Exercise instructions: Write out the listing below from the line containing "point: thatched roof" to its last line, unaltered, ends included.

(Named object pointing entries)
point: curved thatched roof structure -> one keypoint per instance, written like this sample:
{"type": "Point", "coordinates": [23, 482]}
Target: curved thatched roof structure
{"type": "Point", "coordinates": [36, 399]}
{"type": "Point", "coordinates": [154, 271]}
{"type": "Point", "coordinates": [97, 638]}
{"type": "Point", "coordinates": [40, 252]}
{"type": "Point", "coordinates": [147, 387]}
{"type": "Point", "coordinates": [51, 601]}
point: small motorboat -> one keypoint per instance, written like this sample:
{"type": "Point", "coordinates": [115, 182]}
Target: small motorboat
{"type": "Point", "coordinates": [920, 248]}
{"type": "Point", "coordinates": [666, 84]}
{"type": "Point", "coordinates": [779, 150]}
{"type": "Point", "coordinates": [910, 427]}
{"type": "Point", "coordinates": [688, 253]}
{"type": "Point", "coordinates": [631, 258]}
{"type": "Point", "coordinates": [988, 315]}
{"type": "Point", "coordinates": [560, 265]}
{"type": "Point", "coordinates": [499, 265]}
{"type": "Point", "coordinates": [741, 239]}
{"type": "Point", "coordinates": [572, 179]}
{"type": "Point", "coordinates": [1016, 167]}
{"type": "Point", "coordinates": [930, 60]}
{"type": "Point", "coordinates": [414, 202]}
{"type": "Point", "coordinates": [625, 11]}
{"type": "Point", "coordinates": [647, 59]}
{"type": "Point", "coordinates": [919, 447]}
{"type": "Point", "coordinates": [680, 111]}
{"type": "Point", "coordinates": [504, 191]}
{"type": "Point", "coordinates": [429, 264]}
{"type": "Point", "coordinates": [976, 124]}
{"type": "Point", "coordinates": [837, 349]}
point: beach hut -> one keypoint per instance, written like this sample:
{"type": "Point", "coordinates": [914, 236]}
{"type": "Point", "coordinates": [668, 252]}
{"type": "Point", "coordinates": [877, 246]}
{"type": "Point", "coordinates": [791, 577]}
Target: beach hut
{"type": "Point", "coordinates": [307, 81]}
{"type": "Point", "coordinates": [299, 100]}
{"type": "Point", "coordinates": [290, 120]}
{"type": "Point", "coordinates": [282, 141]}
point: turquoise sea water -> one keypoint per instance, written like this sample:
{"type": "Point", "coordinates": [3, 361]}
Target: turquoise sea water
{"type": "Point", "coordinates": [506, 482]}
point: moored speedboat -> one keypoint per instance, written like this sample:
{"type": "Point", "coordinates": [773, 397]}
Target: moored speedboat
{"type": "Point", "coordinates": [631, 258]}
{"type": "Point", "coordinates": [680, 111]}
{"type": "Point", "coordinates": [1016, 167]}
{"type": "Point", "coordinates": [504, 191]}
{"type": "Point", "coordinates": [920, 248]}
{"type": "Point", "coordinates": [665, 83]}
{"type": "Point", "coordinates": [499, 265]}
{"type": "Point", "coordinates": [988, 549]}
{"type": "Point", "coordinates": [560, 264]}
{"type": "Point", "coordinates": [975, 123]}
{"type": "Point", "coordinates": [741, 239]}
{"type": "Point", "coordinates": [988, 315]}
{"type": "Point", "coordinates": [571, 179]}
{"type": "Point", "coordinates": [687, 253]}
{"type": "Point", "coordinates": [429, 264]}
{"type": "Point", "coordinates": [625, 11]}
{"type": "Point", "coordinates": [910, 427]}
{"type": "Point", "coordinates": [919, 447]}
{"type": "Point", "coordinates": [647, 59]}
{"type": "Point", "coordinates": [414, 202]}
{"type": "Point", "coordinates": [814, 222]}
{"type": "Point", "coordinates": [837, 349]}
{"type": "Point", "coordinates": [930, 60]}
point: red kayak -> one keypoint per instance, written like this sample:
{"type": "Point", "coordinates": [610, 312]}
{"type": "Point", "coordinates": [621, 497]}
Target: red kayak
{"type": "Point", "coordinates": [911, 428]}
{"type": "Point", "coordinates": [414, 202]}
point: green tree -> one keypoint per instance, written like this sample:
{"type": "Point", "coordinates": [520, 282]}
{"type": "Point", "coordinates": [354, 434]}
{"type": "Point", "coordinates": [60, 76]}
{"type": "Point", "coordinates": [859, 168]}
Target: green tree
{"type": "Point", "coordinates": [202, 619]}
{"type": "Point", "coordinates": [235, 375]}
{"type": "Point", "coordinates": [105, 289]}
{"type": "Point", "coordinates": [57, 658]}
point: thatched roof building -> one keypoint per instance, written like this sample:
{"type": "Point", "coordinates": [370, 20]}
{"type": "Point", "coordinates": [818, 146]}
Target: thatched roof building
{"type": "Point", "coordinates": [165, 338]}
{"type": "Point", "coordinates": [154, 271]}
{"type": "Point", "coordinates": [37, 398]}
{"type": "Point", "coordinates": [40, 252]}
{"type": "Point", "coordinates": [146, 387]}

Correct result:
point: thatched roof building -> one keypoint per instance, written like this sample:
{"type": "Point", "coordinates": [370, 20]}
{"type": "Point", "coordinates": [818, 146]}
Target: thatched roof building
{"type": "Point", "coordinates": [165, 338]}
{"type": "Point", "coordinates": [154, 271]}
{"type": "Point", "coordinates": [37, 398]}
{"type": "Point", "coordinates": [40, 252]}
{"type": "Point", "coordinates": [146, 387]}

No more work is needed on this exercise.